→ **Action item**: Beginning with the line that includes "Return one point for each instance of the snow-covered ground." and ending with the last line, print the records exactly, leaving every picture out.

Dataset excerpts
■ ■ ■ ■ ■ ■ ■

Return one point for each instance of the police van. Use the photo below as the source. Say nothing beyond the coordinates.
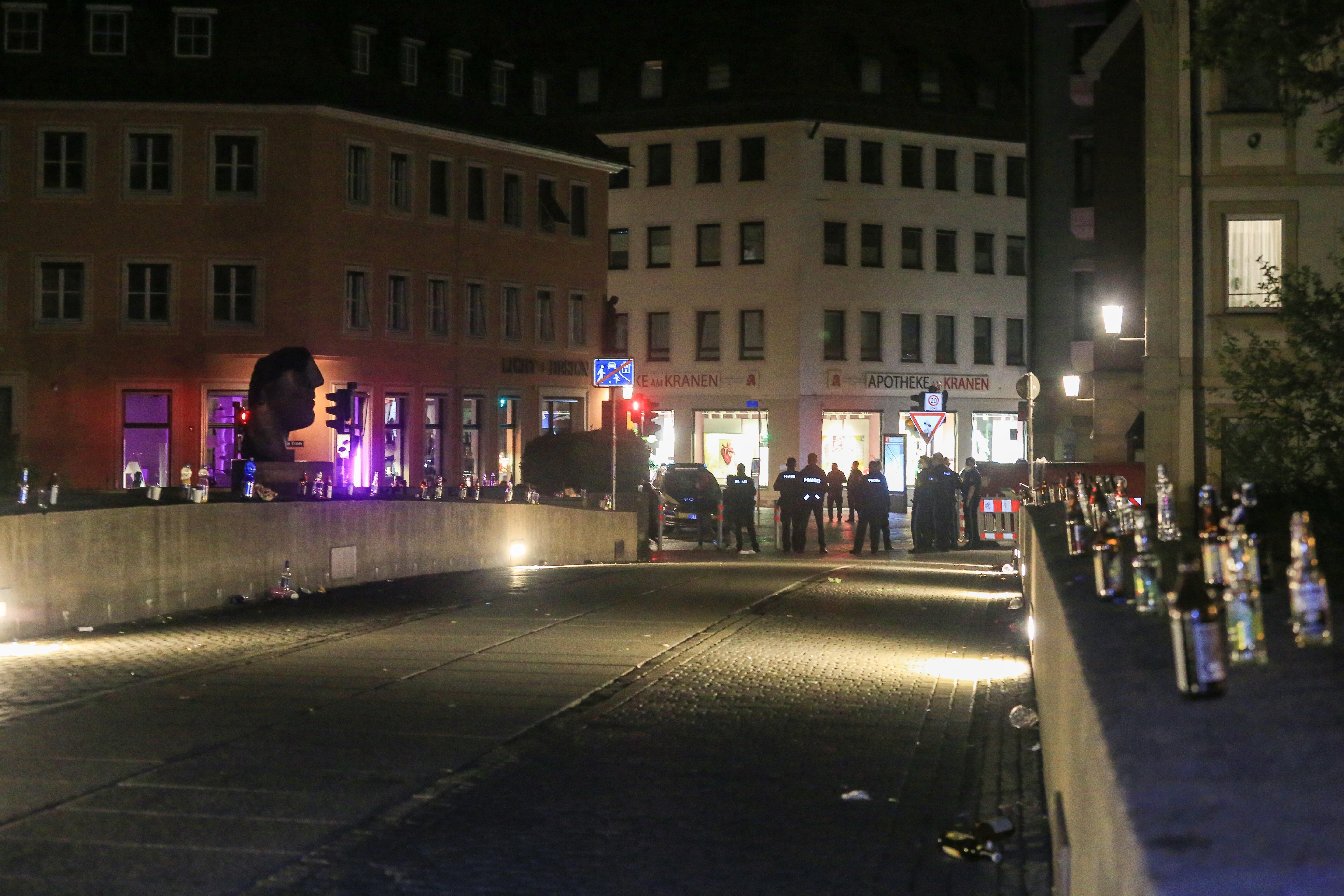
(689, 492)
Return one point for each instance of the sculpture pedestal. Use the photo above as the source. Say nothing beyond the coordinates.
(283, 477)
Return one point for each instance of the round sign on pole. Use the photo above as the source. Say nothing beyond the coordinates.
(1029, 387)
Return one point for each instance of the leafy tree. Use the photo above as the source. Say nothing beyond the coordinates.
(584, 461)
(1296, 41)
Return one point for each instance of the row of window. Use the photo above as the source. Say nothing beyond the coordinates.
(148, 293)
(108, 30)
(709, 338)
(545, 319)
(510, 190)
(152, 170)
(148, 299)
(835, 166)
(835, 234)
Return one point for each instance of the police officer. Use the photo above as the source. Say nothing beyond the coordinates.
(921, 526)
(971, 488)
(874, 507)
(835, 494)
(790, 486)
(740, 504)
(814, 504)
(947, 484)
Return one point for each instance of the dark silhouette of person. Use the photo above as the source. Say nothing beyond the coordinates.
(874, 508)
(835, 494)
(814, 496)
(740, 506)
(790, 486)
(281, 398)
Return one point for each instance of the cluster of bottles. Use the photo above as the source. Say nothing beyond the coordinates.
(45, 498)
(1215, 612)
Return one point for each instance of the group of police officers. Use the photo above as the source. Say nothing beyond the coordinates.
(804, 495)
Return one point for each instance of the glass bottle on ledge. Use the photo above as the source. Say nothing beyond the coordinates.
(1210, 535)
(1167, 527)
(1311, 600)
(1147, 567)
(1076, 526)
(1199, 637)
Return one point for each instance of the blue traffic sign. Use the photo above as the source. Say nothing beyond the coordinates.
(613, 371)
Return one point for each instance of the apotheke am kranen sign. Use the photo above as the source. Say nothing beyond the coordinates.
(928, 382)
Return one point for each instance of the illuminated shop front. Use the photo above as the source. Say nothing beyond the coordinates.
(728, 438)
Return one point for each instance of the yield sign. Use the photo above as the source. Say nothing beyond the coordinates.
(928, 422)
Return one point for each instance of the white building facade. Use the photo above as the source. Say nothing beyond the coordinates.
(785, 288)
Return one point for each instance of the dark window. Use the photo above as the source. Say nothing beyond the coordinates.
(986, 174)
(1084, 311)
(1249, 88)
(984, 253)
(752, 336)
(62, 292)
(912, 248)
(984, 340)
(709, 245)
(945, 340)
(945, 170)
(833, 159)
(1084, 181)
(1084, 38)
(870, 162)
(1017, 265)
(234, 293)
(619, 249)
(707, 336)
(752, 244)
(752, 160)
(833, 336)
(945, 250)
(912, 167)
(622, 179)
(910, 339)
(578, 210)
(236, 166)
(151, 163)
(476, 194)
(870, 245)
(661, 164)
(1017, 343)
(709, 162)
(440, 179)
(661, 336)
(870, 336)
(147, 293)
(1018, 177)
(64, 160)
(833, 240)
(661, 246)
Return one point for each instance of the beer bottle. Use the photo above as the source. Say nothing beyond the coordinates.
(1199, 640)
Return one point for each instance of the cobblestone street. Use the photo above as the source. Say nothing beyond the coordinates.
(667, 729)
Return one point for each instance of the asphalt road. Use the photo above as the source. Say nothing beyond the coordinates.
(679, 727)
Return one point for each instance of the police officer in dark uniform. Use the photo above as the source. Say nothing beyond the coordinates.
(921, 527)
(874, 507)
(947, 484)
(814, 504)
(740, 504)
(790, 486)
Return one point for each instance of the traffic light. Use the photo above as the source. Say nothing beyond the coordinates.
(341, 409)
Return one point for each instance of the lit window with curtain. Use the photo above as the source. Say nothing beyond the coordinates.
(1253, 246)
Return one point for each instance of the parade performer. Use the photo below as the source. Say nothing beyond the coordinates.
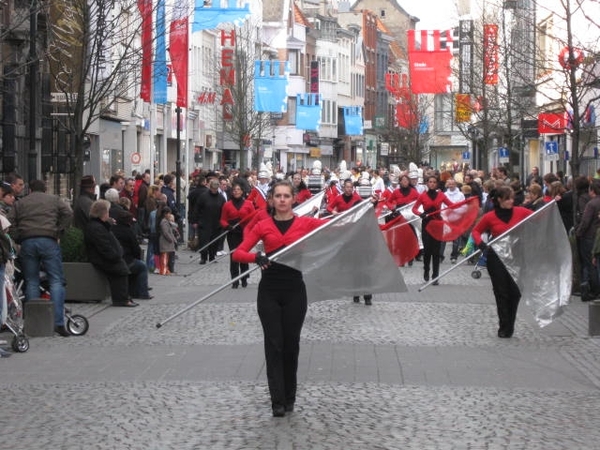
(503, 217)
(431, 201)
(258, 194)
(234, 214)
(282, 300)
(346, 200)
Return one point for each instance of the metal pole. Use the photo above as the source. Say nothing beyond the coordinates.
(33, 92)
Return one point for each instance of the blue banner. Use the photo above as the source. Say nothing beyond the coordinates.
(160, 71)
(308, 112)
(207, 17)
(353, 120)
(270, 86)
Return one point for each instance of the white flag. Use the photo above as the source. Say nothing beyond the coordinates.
(345, 257)
(537, 254)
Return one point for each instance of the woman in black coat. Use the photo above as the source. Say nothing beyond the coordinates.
(106, 254)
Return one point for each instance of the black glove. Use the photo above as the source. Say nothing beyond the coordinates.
(261, 260)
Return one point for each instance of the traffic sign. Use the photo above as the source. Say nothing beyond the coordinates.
(503, 155)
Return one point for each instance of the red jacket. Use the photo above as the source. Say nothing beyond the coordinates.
(340, 204)
(429, 205)
(230, 214)
(273, 240)
(491, 224)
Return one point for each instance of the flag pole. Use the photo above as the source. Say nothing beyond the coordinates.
(466, 258)
(273, 257)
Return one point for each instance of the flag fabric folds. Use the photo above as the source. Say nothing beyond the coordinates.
(270, 86)
(455, 220)
(537, 254)
(429, 57)
(207, 17)
(353, 120)
(145, 8)
(401, 240)
(179, 49)
(347, 256)
(161, 70)
(308, 112)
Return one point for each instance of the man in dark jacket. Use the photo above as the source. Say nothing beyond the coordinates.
(38, 221)
(208, 216)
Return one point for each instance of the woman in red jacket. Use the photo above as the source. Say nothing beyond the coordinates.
(501, 219)
(282, 300)
(234, 215)
(431, 200)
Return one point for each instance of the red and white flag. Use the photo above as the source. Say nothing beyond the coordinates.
(401, 240)
(455, 220)
(347, 256)
(429, 57)
(179, 48)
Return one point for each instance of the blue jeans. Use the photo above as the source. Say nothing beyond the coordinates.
(46, 251)
(138, 279)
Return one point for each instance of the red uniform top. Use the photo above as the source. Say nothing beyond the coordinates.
(230, 215)
(331, 193)
(267, 231)
(492, 224)
(257, 198)
(401, 197)
(430, 205)
(342, 203)
(303, 195)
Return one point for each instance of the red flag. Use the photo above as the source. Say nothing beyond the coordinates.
(179, 49)
(429, 57)
(455, 221)
(145, 7)
(401, 240)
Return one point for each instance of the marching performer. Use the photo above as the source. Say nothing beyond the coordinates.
(503, 217)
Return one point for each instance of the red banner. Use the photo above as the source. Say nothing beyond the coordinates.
(429, 57)
(179, 50)
(552, 123)
(145, 7)
(490, 54)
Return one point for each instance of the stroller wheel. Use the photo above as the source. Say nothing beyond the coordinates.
(77, 325)
(20, 343)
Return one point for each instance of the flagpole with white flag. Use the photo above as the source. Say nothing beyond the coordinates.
(543, 275)
(299, 255)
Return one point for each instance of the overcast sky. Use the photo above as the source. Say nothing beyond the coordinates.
(433, 14)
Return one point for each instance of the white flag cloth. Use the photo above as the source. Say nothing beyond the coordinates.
(345, 257)
(537, 254)
(305, 208)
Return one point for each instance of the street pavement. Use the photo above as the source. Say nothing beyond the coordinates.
(416, 370)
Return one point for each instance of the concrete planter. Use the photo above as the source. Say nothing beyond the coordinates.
(85, 283)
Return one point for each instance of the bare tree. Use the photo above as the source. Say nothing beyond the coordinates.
(94, 56)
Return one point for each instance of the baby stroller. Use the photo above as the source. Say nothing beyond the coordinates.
(76, 324)
(13, 309)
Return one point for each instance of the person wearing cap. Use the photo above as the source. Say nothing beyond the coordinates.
(83, 203)
(258, 194)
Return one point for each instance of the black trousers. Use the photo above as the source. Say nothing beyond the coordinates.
(431, 252)
(234, 239)
(506, 291)
(282, 311)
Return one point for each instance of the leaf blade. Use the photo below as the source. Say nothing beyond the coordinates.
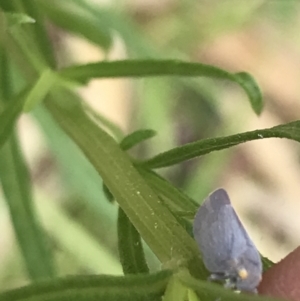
(146, 68)
(202, 147)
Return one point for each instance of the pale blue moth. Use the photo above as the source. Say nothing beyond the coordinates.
(227, 250)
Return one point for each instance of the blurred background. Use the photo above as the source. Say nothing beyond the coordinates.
(261, 177)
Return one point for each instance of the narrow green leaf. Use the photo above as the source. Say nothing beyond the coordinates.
(17, 190)
(144, 68)
(10, 114)
(15, 19)
(199, 148)
(131, 251)
(20, 43)
(104, 122)
(39, 90)
(175, 291)
(93, 288)
(158, 227)
(75, 20)
(108, 194)
(135, 138)
(41, 36)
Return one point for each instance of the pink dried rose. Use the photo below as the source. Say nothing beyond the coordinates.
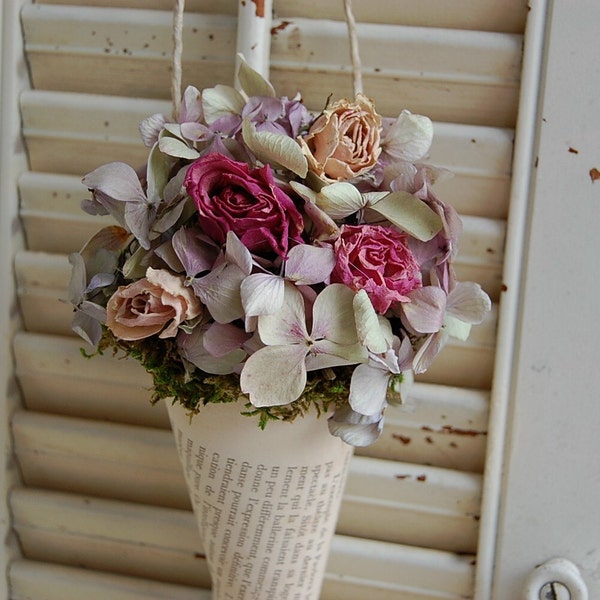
(376, 259)
(157, 304)
(344, 141)
(230, 196)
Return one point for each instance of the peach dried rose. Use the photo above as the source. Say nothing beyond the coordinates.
(344, 141)
(159, 303)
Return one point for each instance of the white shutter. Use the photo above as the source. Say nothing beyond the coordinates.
(102, 510)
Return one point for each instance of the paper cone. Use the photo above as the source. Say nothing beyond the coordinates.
(266, 501)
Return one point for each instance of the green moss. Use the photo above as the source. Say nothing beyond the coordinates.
(175, 379)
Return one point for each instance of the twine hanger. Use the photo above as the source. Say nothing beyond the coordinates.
(178, 9)
(176, 70)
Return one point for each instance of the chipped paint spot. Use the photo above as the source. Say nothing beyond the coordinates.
(260, 8)
(280, 27)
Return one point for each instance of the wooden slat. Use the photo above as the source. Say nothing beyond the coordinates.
(73, 134)
(34, 580)
(161, 544)
(453, 76)
(481, 15)
(123, 51)
(384, 500)
(457, 76)
(441, 425)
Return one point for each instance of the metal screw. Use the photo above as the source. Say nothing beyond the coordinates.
(555, 590)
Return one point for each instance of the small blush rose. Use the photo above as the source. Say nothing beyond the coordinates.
(159, 303)
(343, 142)
(230, 196)
(378, 260)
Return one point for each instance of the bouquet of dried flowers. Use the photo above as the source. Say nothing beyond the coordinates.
(294, 260)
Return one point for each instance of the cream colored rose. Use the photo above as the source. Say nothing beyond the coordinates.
(157, 304)
(343, 142)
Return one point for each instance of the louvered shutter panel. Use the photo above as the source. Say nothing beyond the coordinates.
(102, 511)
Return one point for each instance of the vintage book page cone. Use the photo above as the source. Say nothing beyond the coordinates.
(266, 501)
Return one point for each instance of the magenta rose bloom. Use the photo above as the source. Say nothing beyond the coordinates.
(376, 259)
(230, 196)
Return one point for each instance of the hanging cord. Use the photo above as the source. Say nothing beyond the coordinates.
(354, 53)
(178, 8)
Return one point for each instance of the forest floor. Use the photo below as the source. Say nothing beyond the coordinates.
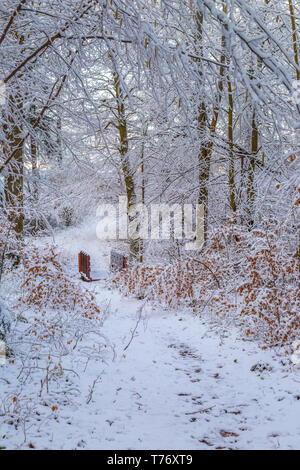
(178, 382)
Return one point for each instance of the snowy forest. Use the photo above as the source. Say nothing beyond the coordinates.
(159, 140)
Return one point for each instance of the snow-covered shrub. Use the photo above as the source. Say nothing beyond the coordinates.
(5, 322)
(269, 294)
(190, 281)
(47, 286)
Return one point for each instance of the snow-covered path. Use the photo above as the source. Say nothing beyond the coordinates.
(184, 382)
(179, 385)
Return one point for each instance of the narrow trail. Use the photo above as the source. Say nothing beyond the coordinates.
(182, 382)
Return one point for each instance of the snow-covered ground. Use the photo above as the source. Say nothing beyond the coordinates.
(180, 382)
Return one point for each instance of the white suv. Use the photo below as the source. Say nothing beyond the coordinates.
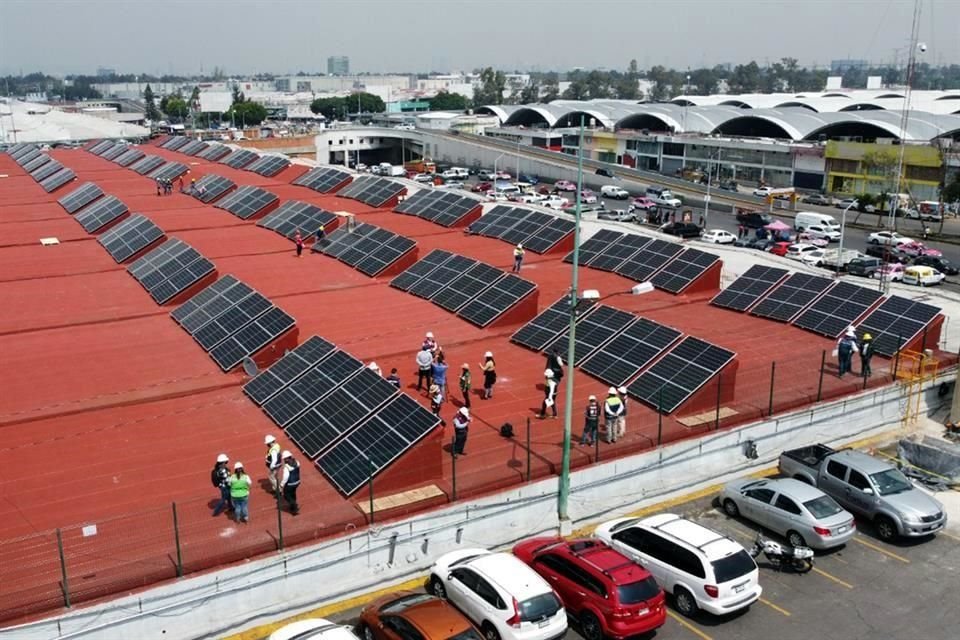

■ ■ ■ ■ ■ ■ ■

→ **Answer**:
Return one point for each instance of the snow-covered ground. Use the photo above as the source. Say nothing beyond the coordinates.
(180, 382)
Return one point for each instance of the white suv. Use the photo below as the source. Say nothing beyond the coordinates.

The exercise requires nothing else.